Supplied passage ▸

Maintenance¶
ml-switcheroo is a data-driven transpiler. Its intelligence relies on a distributed Knowledge Base separating Abstract Specifications (The Hub) from Framework Implementations (The Spokes).
Maintenance primarily involves synchronizing this knowledge base with the ecosystem of Machine Learning libraries and upstream standards.
This guide covers the full lifecycle: Ingestion, Discovery, Mapping, Verification, and Release.
🔄 The Maintenance Lifecycle¶
Data flows from external authoritative sources (Standards Bodies, Library APIs) into our semantic storage tiers, and finally into verification reports.
graph TD
%% Style definitions
classDef external fill:#ea4335,stroke:#20344b,color:#ffffff,rx:5px;
classDef hub fill:#f9ab00,stroke:#20344b,color:#20344b,rx:5px;
classDef spoke fill:#fff4c7,stroke:#f9ab00,stroke-dasharray: 5 5,color:#20344b,rx:5px;
classDef action fill:#4285f4,stroke:#20344b,color:#ffffff,rx:5px;
subgraph Sources [1. Upstream Sources]
direction TB
STD_A("Array API Standard<br/>(Python Consortium)"):::external
STD_B("ONNX Operators<br/>(Linux Foundation)"):::external
LIBS("Installed Libraries<br/>(Torch, JAX, TF)"):::external
end
subgraph Ingestion [2. Ingestion & Discovery]
IMPORT("import-spec"):::action
SCAFFOLD("scaffold / sync"):::action
CONSENSUS("sync-standards<br/>(Consensus Engine)"):::action
HARVEST("harvest<br/>(Learn from Tests)"):::action
end
subgraph Storage [3. Knowledge Base]
direction TB
HUB[("<b>The Hub (Specs)</b><br/>semantics/*.json<br/><i>Definitions & Types</i>")]:::hub
SPOKE[("<b>The Spokes (Maps)</b><br/>snapshots/*_mappings.json<br/><i>API Links & Plugins</i>")]:::spoke
end
subgraph Verify [4. Verification]
CI("CI Fuzzer &<br/>Gen-Tests"):::action
LOCK("Verified Lockfile<br/>README Matrix"):::spoke
end
STD_A --> IMPORT
STD_B --> IMPORT
LIBS --> SCAFFOLD
LIBS --> CONSENSUS
IMPORT --> HUB
CONSENSUS --> HUB
HARVEST --> SPOKE
SCAFFOLD --> SPOKE
HUB --> CI
SPOKE --> CI
CI --> LOCK
⚡ Quick Start: The Bootstrap Script¶
The entire Knowledge Base can be hydrated from scratch using the bootstrap utility. This script sequentially runs ingestion, consensus discovery, scaffolding, ghost snapshotting, and synchronization for all supported frameworks.

Given exercise 1 ▸ Revise the part of the entries that runs from the line containing "skin and record integer pixel coordinates." through the end of the entries, replacing "keypoint" with "landmark" and keeping everything else unchanged. Leave the pictures out of your answer.
Given exercise 2 ▸ Continue the ml-switcheroo maintenance guide from its final sentence.

Record excerpts ▸
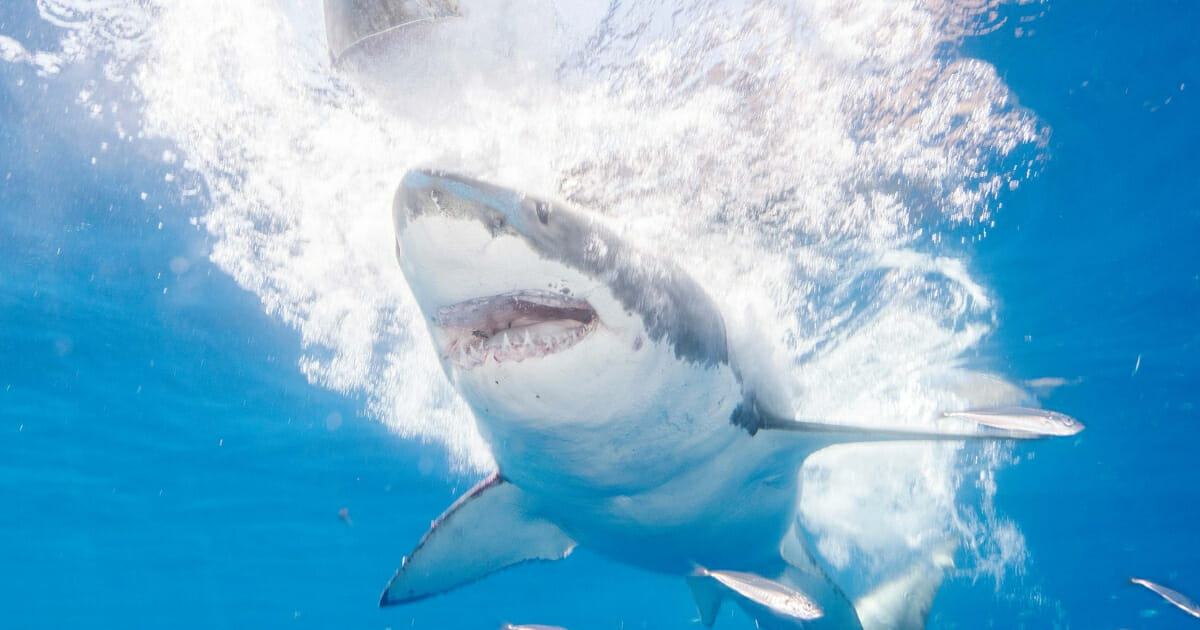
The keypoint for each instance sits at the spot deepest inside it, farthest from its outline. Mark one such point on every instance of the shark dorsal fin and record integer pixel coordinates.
(485, 531)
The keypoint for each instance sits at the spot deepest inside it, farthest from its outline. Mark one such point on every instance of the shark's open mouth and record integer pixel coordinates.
(513, 327)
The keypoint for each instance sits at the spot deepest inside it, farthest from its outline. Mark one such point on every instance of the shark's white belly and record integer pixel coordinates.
(654, 474)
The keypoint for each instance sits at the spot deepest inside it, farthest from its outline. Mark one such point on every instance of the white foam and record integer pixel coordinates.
(799, 160)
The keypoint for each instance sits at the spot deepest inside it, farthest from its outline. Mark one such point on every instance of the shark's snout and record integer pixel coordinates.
(435, 193)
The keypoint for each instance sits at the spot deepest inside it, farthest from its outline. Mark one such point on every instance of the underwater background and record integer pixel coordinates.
(207, 351)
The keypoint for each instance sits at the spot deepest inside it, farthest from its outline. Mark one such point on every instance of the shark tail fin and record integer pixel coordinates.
(708, 595)
(904, 603)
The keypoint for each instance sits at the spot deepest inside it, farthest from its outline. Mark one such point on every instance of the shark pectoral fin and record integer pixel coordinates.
(835, 433)
(485, 531)
(708, 595)
(904, 603)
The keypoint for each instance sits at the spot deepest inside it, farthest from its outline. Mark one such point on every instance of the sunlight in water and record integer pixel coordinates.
(816, 167)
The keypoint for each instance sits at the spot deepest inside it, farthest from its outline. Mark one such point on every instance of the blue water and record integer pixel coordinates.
(165, 463)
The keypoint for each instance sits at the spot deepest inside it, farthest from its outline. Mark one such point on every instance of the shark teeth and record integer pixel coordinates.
(468, 351)
(513, 327)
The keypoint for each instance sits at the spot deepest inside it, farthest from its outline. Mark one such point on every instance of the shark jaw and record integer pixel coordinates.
(511, 328)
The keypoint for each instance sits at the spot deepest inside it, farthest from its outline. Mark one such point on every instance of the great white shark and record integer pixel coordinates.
(618, 417)
(615, 406)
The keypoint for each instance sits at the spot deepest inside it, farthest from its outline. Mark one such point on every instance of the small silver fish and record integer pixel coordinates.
(1179, 599)
(1023, 420)
(769, 594)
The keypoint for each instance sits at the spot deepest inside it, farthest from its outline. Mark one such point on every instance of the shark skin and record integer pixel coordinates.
(603, 381)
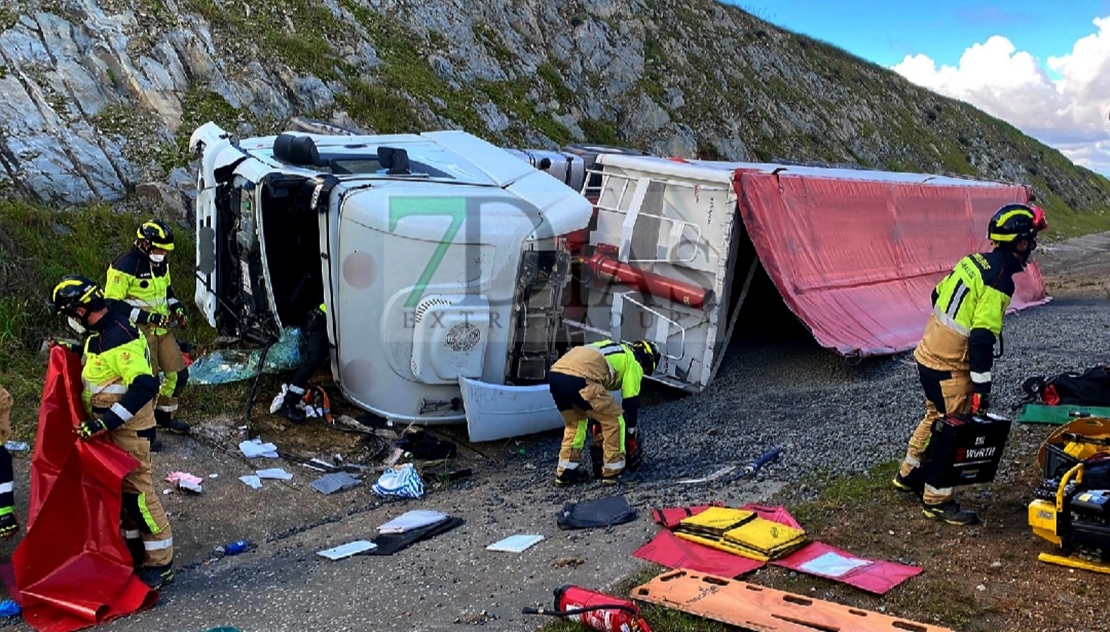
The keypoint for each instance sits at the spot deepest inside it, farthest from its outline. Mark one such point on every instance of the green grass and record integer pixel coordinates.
(38, 247)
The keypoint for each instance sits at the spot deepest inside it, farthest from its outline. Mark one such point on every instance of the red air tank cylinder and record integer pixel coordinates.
(624, 615)
(608, 269)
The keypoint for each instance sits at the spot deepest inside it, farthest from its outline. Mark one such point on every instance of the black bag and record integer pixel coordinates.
(1089, 388)
(601, 512)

Exercise output 1 ▸
The landmark for each instance sits at the spot deepest inside it, farthest from its outline. Mark one such point on every instance of the shark skin and record integer pixel coordinates.
(603, 381)
The landmark for each instance sits at the spot deepest inside it, farthest from its outline. Mark one such point on every instance of the green grass and record integer pixel coordinates.
(38, 247)
The landmark for each instance sits at the spot deepest inside it, farthest from its outline. Mark one such point on every instance of the red air tank cylinder and record integer pixel coordinates.
(624, 615)
(608, 269)
The landmark for each instance sits at the spot deepest inside it, farthest from its outline. Mark one such point on every instance of the black bag and record integer pixel coordinates.
(1089, 388)
(601, 512)

Exercise output 2 ▸
Run this when:
You have added a new framework adapter.
You want to update mappings for newer versions of PyTorch/JAX/TF.
You want to reset the semantic definitions to their upstream defaults.
# Full hydration cycle (Warning: Overwrites existing JSONs)
./scripts/bootstrap.sh
🛠️ Phase 1: Ingestion (The Hub)¶
We maintain three tiers of “Abstract Standards” in src/ml_switcheroo/semantics/ defining WHAT an operation is.
Tier A: Math (Array API)¶
Derived from the Python Data API Consortium.
# 1. Clone the standard stubs
git clone -b 2024.12 --depth=1 https://github.com/data-apis/array-api _tmp/array-api
# 2. Import definitions to k_array_api.json
ml_switcheroo import-spec ./_tmp/array-api/src/array_api_stubs/_2024_12
Tier B: Neural (ONNX)¶
Derived from the Open Neural Network Exchange (ONNX) operator set.
# 1. Fetch Operators docs
git clone --depth=1 -b v1.20.0 https://github.com/onnx/onnx _tmp/onnx
# 2. Parse Markdown to k_neural_net.json
ml_switcheroo import-spec ./_tmp/onnx/docs/Operators.md
Discovery (Consensus Engine)¶
For operations not covered by official bodies (e.g., Optimizers, proprietary Layers), we use the Consensus Engine. It scans all installed frameworks, clusters compatible API signatures (e.g., Torch.Adam vs Flax.Adam), and proposes a unified standard.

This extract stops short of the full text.